Quoted passage:
____________

I said 50% down from the peak over a year ago - nobody listened, everybody laughed. We're talking prime West Village in the $700-$800 psf region, and we still have a long way to go before we get there.
The maintenance in the apartment where I used to live is $1300 per month. At 5% interest the apartment would have to cost $500,000 for the monthlies to equal $4,000, which is what it would rent for today. In the future it will rent for closer to $3,000, I think. What does that say where prices are going?
ud, well, I should qualify my statement: I was talking about the ancient people in coops. Often HELOCs are not allowed.
waverly, agree with that: My bonus truly stunk!!
The apartment, BTW, is a 2-br 1-ba at 350 Bleecker. Peak sale price was over $1.3 million; recent sale price about $1.1 million. Cost in 1998: $220,000.
ueside, i posted something about this earlier. i have a friend who during the refi process (combining and renovating two apartments) in a coop building was offered a huge HELOC from Chase. i don't think her coop building ever even knew of it.
"This site is very focused on real estate as an investment but IRL most people don't follow that market as closely as their stock portfolio"

____________

Work instructions:
1. According to the forum comments, what did the 2-bedroom apartment at 350 Bleecker cost in 1998?
2. Write out the part of the forum comments starting with "I said 50% down" and going on through "are not allowed.", word for word.
The data below have no connection to the forum comments above.

____________

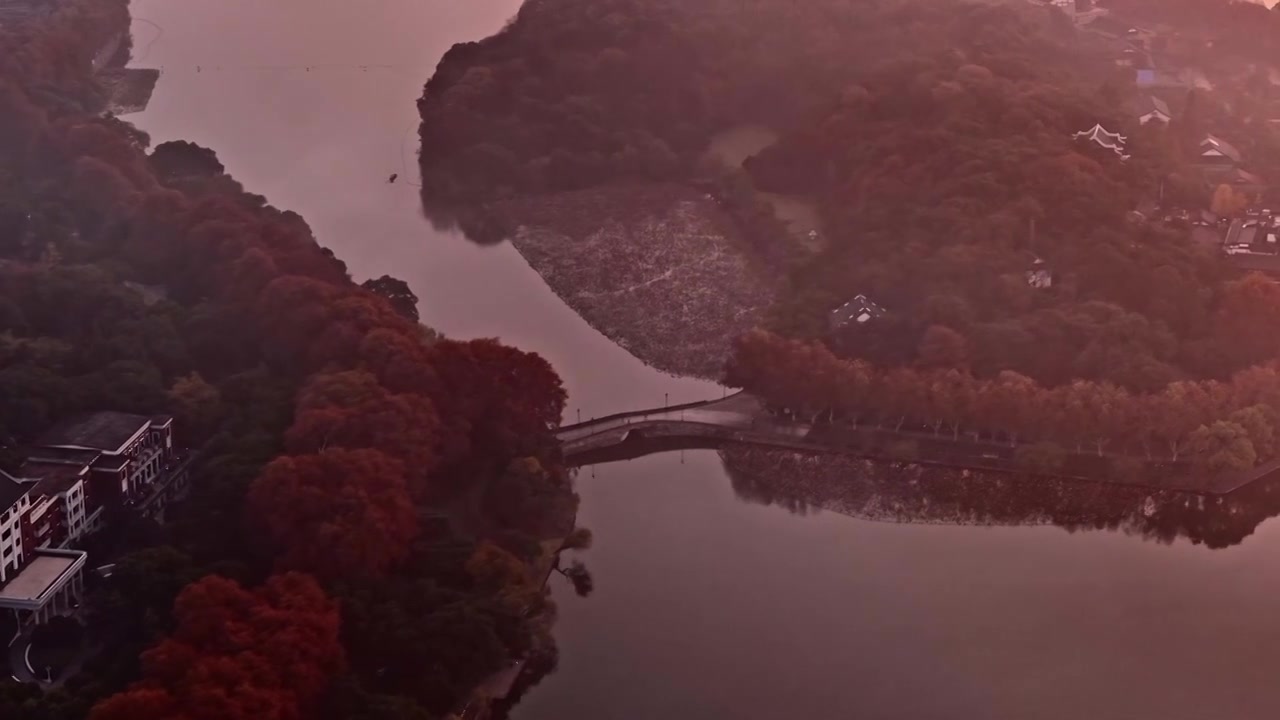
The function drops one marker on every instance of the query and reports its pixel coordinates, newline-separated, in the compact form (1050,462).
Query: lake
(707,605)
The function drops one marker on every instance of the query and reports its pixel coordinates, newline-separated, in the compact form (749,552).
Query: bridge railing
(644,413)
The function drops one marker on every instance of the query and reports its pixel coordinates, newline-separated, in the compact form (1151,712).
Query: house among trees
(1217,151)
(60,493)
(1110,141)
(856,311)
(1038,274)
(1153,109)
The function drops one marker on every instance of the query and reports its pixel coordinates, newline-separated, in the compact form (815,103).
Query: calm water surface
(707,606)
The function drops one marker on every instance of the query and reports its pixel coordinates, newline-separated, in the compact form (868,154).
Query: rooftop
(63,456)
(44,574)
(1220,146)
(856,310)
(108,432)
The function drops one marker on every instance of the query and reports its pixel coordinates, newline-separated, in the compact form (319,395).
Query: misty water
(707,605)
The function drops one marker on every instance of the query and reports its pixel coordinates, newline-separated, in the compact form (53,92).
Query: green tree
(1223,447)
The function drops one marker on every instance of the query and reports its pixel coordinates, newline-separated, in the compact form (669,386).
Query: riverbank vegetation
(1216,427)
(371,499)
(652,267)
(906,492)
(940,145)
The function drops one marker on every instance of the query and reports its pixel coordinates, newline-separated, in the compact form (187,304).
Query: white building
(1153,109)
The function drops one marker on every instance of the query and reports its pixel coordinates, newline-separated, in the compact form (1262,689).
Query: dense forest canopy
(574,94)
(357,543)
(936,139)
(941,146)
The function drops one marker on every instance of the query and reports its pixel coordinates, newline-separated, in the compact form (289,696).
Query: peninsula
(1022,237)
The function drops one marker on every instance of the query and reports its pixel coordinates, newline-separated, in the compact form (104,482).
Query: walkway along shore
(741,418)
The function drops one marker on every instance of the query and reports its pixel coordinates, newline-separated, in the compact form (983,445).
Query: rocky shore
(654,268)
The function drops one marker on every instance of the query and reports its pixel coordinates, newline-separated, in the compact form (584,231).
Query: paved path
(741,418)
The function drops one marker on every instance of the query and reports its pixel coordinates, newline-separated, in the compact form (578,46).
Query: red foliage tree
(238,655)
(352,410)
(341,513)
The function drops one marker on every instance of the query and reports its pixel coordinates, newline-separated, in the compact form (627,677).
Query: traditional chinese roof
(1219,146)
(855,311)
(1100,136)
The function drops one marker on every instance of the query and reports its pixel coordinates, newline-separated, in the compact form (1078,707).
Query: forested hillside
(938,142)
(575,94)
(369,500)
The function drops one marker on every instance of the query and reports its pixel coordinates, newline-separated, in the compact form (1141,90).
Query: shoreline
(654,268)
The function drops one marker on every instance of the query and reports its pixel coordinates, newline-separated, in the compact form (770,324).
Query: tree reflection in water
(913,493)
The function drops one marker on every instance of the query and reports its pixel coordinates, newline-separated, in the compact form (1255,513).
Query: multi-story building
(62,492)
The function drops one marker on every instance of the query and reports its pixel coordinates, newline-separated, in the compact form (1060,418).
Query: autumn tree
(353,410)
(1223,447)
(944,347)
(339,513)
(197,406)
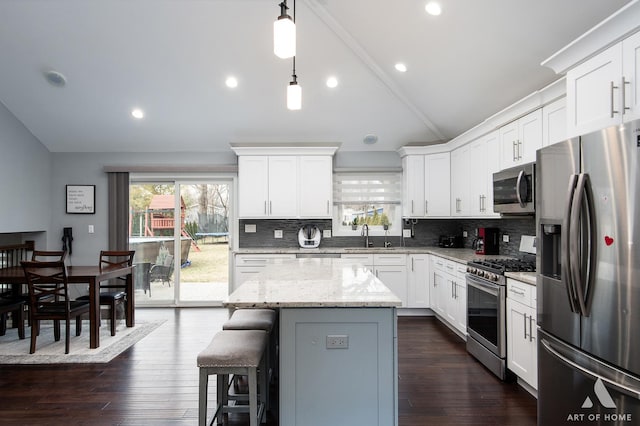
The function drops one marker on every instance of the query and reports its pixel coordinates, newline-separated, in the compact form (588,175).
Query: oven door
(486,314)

____________

Response list:
1. $220,000

2.
I said 50% down from the peak over a year ago - nobody listened, everybody laughed. We're talking prime West Village in the $700-$800 psf region, and we still have a long way to go before we get there.
The maintenance in the apartment where I used to live is $1300 per month. At 5% interest the apartment would have to cost $500,000 for the monthlies to equal $4,000, which is what it would rent for today. In the future it will rent for closer to $3,000, I think. What does that say where prices are going?
ud, well, I should qualify my statement: I was talking about the ancient people in coops. Often HELOCs are not allowed.